Pointing dataset records:

──────

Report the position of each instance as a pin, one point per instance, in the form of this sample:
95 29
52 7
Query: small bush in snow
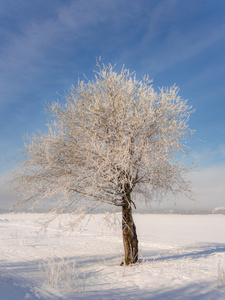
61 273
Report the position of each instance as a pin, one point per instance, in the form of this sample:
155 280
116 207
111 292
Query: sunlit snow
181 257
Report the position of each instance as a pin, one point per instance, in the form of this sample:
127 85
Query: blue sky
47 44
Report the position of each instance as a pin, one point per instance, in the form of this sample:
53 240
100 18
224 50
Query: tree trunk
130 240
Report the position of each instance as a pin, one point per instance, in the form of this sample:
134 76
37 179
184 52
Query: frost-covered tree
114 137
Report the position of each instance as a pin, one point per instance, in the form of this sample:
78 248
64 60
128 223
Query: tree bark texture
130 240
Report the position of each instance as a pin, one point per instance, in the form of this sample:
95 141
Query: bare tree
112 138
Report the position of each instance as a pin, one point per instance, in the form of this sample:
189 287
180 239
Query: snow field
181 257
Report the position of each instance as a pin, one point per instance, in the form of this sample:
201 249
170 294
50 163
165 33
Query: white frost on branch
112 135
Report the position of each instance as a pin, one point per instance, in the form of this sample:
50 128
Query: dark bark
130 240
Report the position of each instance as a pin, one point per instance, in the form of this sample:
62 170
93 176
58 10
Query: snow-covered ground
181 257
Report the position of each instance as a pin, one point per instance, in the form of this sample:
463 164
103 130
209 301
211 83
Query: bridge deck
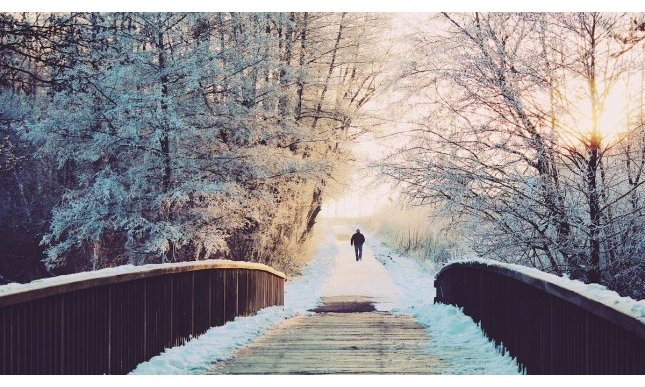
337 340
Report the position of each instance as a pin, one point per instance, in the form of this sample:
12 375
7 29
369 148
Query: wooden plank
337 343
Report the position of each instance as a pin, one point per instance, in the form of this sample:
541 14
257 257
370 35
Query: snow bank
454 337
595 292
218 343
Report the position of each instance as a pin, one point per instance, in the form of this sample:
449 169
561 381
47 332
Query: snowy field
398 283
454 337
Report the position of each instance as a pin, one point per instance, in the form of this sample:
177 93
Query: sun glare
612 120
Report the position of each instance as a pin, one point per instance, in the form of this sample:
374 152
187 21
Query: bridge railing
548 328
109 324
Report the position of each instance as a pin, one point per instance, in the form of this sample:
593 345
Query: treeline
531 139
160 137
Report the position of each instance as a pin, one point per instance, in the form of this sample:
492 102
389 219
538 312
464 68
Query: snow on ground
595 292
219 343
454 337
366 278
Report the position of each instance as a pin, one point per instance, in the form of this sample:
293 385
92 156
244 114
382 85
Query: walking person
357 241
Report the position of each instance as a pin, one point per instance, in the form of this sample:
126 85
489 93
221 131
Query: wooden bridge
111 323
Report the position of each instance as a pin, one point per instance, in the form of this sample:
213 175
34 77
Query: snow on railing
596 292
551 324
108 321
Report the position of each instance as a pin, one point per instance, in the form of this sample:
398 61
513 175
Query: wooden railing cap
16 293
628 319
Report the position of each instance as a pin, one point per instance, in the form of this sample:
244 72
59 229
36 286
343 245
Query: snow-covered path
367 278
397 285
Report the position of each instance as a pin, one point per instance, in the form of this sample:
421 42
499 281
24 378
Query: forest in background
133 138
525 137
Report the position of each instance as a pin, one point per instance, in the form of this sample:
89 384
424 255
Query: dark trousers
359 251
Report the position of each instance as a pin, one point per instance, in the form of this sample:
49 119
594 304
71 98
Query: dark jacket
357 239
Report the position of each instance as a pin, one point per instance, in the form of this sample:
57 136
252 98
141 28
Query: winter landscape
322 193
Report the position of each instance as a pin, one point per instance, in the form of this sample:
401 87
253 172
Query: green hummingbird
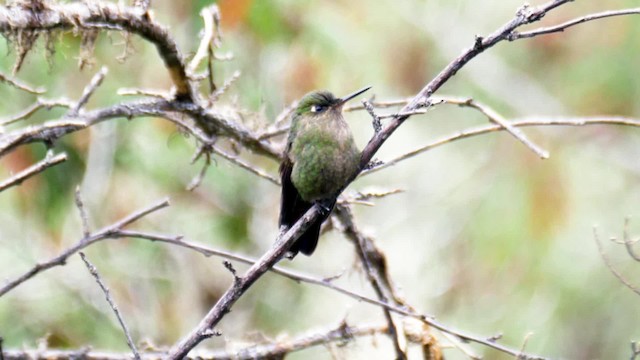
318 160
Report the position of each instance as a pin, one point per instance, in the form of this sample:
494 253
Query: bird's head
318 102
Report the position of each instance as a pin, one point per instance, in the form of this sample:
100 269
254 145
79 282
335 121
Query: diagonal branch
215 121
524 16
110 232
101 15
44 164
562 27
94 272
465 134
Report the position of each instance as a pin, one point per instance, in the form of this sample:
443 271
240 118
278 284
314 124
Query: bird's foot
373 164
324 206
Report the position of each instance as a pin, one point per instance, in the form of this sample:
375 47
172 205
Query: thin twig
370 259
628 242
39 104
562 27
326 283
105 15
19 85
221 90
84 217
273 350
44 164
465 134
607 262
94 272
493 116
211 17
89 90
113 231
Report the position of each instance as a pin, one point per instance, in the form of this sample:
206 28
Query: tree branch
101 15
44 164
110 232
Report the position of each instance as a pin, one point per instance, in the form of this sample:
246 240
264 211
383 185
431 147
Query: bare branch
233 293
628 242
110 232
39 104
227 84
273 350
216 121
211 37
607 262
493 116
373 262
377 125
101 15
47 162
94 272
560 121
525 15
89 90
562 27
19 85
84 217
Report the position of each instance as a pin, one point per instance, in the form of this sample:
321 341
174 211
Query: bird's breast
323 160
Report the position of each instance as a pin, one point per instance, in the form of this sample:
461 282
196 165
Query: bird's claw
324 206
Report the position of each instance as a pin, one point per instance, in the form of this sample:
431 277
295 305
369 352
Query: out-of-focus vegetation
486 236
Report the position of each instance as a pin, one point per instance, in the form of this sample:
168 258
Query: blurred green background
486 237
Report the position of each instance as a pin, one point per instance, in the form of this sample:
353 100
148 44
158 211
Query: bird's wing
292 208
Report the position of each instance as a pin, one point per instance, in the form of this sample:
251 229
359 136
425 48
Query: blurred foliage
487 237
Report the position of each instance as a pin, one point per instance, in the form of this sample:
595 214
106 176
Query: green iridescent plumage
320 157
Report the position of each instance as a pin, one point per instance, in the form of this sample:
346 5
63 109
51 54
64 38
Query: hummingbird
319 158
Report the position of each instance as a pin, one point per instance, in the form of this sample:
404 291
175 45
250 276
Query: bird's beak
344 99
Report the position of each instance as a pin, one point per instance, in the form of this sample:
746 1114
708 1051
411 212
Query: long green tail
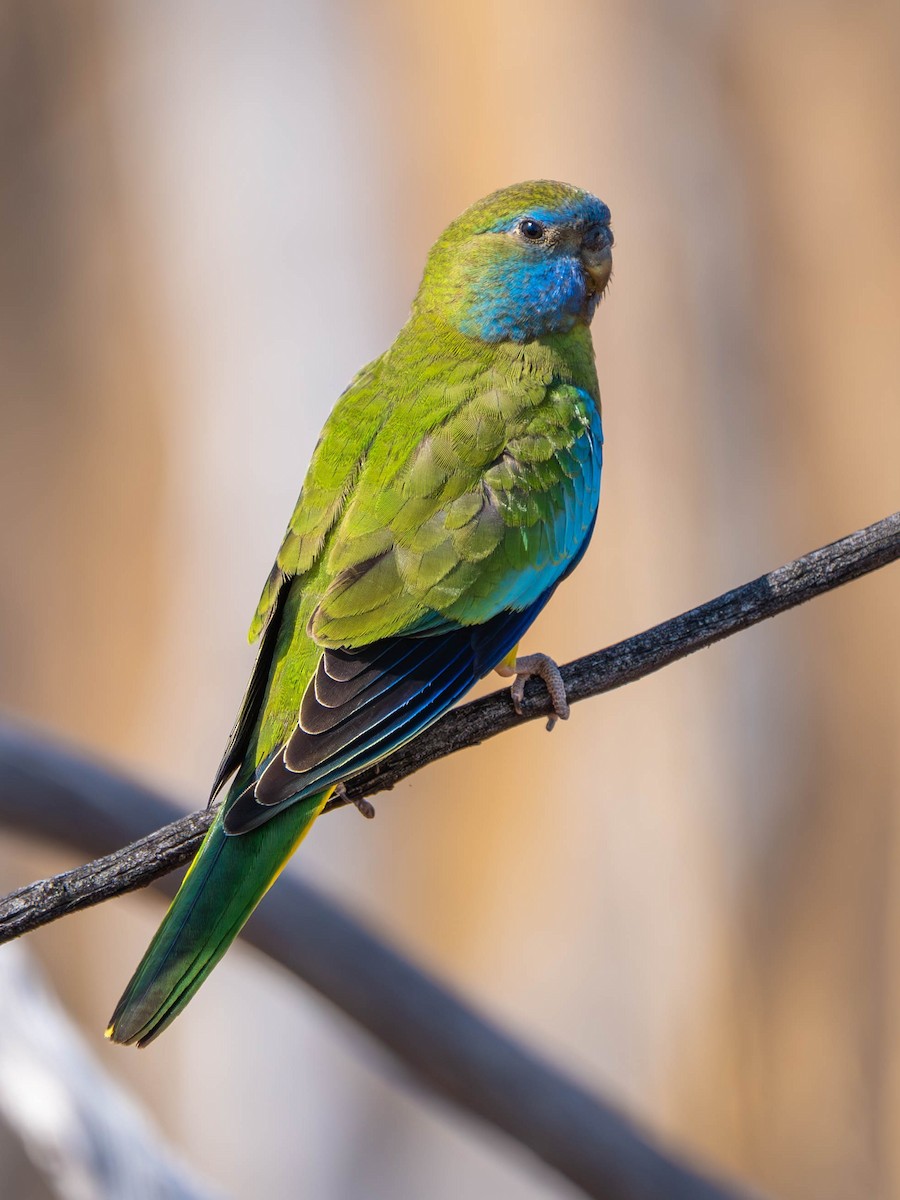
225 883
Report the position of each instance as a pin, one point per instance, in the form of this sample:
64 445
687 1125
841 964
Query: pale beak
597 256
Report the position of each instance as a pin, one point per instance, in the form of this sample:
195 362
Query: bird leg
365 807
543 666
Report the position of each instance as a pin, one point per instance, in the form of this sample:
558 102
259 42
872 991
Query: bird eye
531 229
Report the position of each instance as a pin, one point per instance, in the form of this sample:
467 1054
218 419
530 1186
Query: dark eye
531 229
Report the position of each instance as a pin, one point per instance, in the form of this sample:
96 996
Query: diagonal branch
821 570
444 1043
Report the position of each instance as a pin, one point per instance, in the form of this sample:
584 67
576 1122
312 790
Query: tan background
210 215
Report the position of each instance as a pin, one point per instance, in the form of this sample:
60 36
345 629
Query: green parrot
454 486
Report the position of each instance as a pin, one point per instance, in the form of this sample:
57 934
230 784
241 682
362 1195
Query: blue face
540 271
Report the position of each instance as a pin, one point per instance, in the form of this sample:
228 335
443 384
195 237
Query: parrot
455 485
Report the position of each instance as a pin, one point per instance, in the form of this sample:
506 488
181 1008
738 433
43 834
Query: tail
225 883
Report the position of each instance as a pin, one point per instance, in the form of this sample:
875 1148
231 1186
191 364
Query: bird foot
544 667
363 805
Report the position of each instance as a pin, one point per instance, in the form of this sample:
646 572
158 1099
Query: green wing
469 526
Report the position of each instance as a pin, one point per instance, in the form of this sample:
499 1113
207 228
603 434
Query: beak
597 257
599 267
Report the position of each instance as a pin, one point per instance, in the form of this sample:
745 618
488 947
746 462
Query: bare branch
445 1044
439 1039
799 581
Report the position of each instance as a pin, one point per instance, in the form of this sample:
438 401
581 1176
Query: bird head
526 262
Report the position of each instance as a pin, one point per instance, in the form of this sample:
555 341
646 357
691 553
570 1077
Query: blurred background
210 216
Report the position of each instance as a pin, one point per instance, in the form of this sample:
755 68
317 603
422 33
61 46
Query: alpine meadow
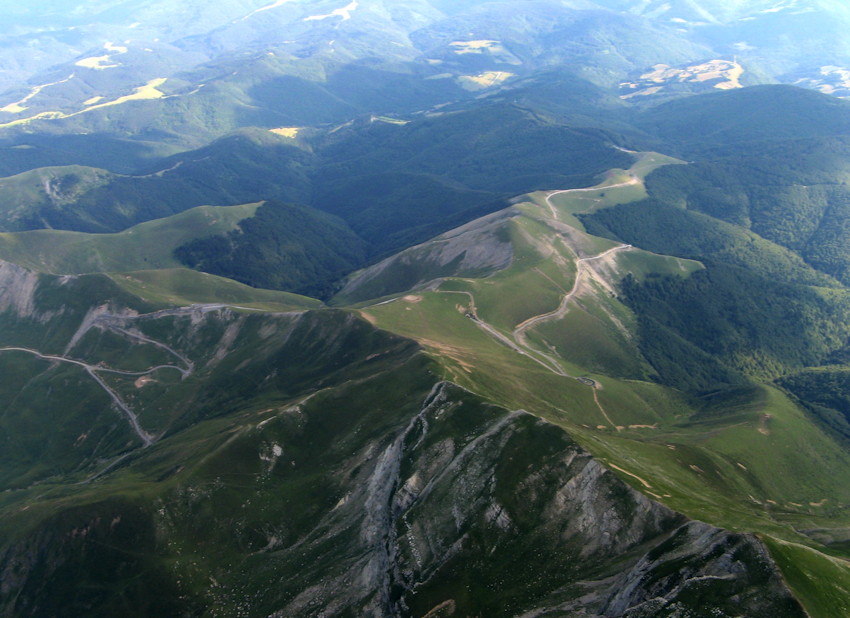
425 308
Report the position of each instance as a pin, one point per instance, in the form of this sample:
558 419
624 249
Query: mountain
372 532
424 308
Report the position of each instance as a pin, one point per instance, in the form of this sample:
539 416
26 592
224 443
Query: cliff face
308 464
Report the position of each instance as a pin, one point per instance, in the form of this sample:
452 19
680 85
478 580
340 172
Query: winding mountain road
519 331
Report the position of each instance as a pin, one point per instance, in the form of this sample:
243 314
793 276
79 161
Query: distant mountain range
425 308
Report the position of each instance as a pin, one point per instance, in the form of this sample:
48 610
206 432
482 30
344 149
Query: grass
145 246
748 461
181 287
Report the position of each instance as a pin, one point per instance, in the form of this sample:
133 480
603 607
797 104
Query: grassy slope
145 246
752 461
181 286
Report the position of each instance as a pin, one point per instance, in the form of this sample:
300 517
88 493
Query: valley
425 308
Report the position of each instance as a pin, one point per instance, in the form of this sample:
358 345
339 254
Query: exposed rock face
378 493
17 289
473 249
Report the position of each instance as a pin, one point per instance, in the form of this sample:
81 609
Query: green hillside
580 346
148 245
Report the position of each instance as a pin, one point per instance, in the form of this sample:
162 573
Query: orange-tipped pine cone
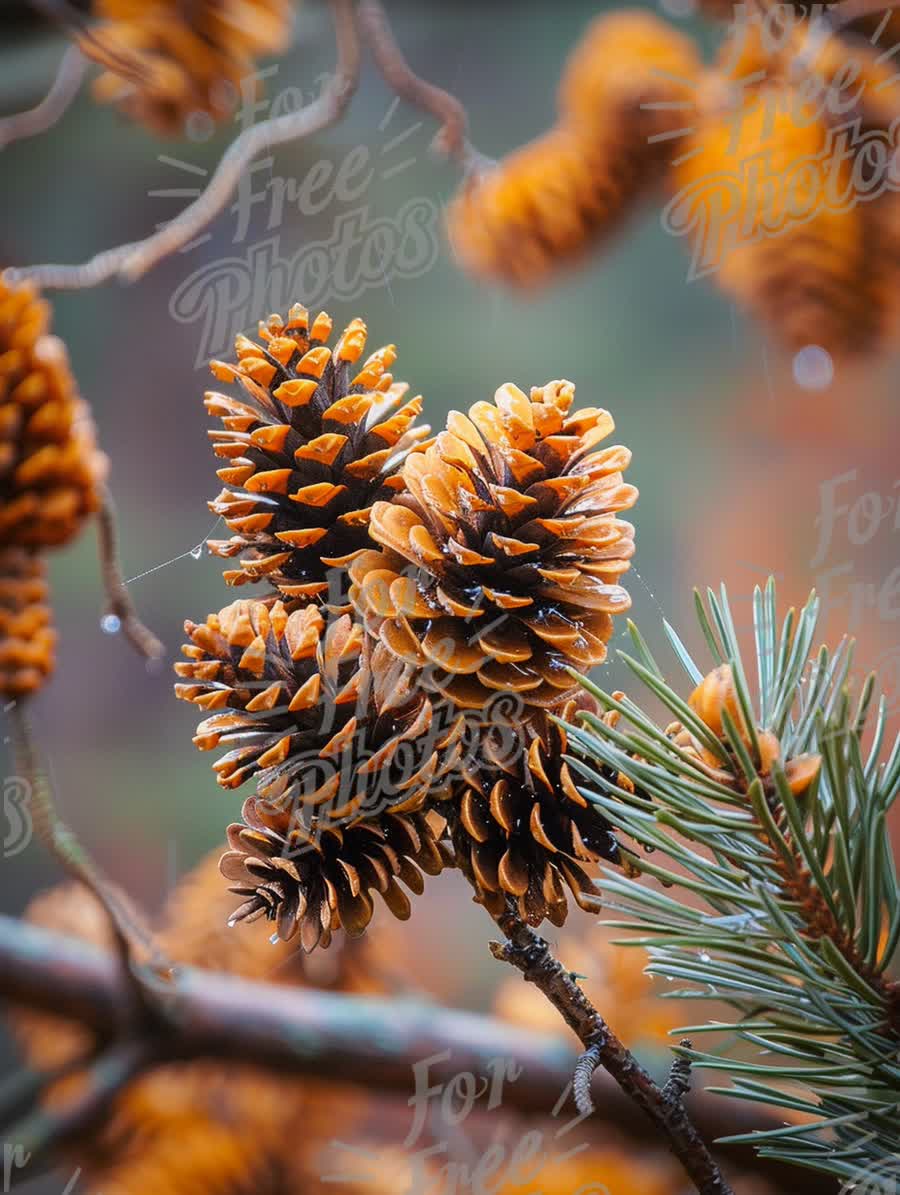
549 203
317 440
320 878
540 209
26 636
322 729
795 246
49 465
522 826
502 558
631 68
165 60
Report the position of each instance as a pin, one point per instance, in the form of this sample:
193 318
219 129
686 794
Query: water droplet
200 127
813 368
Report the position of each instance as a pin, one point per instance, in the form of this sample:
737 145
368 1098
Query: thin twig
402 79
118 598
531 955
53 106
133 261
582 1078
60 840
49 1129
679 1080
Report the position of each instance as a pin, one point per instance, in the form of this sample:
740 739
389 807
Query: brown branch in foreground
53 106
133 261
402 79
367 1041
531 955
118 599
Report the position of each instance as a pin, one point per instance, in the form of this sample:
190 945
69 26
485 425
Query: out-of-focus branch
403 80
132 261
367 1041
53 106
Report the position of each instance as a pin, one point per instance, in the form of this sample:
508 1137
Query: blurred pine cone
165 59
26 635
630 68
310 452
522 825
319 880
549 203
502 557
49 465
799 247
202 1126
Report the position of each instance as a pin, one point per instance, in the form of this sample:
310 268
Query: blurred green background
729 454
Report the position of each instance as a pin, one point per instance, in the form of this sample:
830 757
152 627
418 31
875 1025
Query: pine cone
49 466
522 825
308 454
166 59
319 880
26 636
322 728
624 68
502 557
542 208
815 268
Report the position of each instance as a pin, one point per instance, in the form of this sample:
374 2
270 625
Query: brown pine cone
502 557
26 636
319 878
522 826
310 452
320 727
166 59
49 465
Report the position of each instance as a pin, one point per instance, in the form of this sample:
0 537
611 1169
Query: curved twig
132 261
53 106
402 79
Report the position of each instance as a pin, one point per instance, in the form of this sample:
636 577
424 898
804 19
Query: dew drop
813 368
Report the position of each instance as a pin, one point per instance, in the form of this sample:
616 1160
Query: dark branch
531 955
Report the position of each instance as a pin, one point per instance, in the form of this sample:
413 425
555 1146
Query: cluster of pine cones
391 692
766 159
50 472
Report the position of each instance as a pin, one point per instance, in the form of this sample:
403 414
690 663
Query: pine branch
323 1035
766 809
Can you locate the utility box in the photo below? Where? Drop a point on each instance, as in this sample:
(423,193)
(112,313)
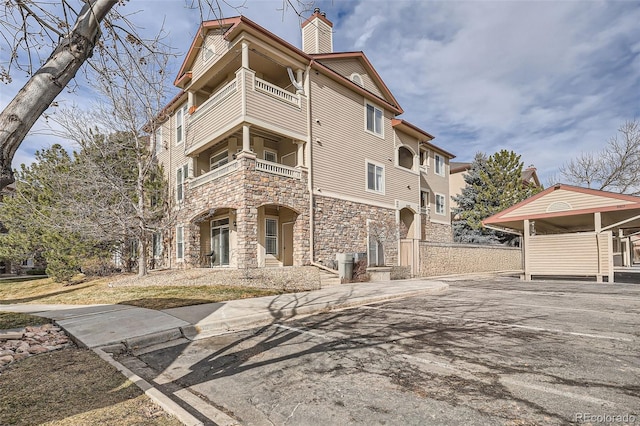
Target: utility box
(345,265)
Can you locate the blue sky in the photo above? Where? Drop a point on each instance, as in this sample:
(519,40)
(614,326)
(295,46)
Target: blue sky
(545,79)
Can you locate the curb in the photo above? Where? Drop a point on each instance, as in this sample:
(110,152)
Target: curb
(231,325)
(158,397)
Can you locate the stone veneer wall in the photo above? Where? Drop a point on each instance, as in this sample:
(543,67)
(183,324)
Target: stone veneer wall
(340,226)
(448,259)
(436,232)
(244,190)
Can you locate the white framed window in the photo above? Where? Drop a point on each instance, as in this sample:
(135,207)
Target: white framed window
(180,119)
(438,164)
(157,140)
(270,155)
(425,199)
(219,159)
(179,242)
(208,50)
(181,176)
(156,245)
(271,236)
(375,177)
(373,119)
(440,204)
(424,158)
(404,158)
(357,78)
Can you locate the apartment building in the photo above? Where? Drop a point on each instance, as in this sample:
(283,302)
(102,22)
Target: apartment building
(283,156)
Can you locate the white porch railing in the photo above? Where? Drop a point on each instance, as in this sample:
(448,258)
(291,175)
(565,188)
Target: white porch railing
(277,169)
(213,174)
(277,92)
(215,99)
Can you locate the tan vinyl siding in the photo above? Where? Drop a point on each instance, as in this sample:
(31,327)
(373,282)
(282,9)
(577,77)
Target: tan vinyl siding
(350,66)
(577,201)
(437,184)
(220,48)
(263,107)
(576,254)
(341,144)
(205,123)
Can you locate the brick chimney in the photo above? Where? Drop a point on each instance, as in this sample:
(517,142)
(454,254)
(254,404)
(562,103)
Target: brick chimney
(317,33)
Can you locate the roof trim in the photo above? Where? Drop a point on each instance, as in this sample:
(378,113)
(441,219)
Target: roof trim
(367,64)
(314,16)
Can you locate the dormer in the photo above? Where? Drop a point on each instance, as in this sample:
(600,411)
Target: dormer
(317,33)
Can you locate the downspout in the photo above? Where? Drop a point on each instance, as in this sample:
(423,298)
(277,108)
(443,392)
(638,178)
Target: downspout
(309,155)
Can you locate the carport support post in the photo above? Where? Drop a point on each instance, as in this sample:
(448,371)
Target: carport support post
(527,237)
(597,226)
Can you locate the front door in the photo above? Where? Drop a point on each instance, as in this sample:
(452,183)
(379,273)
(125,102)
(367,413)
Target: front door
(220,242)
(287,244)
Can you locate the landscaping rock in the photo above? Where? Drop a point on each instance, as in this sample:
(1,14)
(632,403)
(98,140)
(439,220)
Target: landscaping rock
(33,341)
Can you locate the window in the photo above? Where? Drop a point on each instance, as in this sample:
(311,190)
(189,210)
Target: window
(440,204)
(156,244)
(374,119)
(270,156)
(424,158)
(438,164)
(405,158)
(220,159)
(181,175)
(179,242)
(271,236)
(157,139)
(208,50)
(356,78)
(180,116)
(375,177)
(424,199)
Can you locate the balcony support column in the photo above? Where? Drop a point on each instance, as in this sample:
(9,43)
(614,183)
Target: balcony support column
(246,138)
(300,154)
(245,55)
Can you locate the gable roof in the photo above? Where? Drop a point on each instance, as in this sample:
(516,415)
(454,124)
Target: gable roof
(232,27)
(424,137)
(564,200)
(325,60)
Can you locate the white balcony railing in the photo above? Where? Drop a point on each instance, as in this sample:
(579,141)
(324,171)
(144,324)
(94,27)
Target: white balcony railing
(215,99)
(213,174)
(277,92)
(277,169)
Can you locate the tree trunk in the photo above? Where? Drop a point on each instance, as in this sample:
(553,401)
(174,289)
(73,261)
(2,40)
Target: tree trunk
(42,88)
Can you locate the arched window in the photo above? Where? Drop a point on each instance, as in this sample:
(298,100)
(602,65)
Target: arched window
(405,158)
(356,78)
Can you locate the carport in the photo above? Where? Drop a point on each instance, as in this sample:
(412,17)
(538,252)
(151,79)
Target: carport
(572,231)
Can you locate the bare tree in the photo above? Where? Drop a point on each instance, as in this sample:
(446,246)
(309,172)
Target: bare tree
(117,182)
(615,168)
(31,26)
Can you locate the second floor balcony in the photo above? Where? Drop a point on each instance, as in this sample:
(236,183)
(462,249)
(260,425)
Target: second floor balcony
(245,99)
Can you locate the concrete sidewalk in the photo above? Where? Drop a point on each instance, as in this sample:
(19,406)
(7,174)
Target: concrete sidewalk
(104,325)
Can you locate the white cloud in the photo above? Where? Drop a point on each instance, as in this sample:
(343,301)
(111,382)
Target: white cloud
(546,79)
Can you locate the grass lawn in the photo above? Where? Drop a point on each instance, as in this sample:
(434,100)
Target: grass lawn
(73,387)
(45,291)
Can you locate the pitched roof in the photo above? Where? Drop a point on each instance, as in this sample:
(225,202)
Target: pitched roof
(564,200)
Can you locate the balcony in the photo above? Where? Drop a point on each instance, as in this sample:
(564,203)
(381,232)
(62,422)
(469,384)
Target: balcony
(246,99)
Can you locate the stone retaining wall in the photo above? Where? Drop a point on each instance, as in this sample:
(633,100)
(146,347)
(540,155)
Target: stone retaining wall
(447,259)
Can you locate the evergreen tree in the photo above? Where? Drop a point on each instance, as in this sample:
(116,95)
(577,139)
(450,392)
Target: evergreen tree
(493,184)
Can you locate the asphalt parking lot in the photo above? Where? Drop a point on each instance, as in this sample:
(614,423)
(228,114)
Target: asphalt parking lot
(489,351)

──────

» WHAT THE TASK ASKS
Give the lines exactly as they stand, from the line with "Can you locate the concrete" through the end of the material.

» TASK RESPONSE
Can you locate the concrete sidewalk in the photo above? Where? Drop a point on each instance, as in this sample:
(19,406)
(7,174)
Target: concrete sidewalk
(104,325)
Can you locate the white cloud in the photo above? Where? Drop a point on each instance, as in this sample:
(343,301)
(111,382)
Target: white cloud
(546,79)
Can you locate the grass lawn in the photo above? Where? Drop a point on each instance, as in this sample:
(434,100)
Target: grass lawn
(73,387)
(45,291)
Can you locate the pitched roof in the photo above? Where? Drop a point on each instance, as in this sample:
(225,202)
Target: pitched roof
(564,200)
Can you locate the balcony in the photo above? Where? Drop a point on each instance, as in this sample:
(564,203)
(381,232)
(62,422)
(469,384)
Target: balcony
(246,99)
Can you locate the stone retaining wall in the photo above? Where? Drop a point on each instance, as in this sample:
(633,100)
(146,347)
(540,155)
Target: stone retaining wall
(447,259)
Can you locate the evergreen tree in the photo above? Where? Drop a point on each instance, as in this sample:
(116,95)
(577,139)
(450,392)
Target: evergreen tree
(493,184)
Can you locate the asphalt parking lot in the photo above? Where? Drop a point on each instance, as in this sample:
(614,423)
(228,114)
Target: asphalt parking lot
(489,351)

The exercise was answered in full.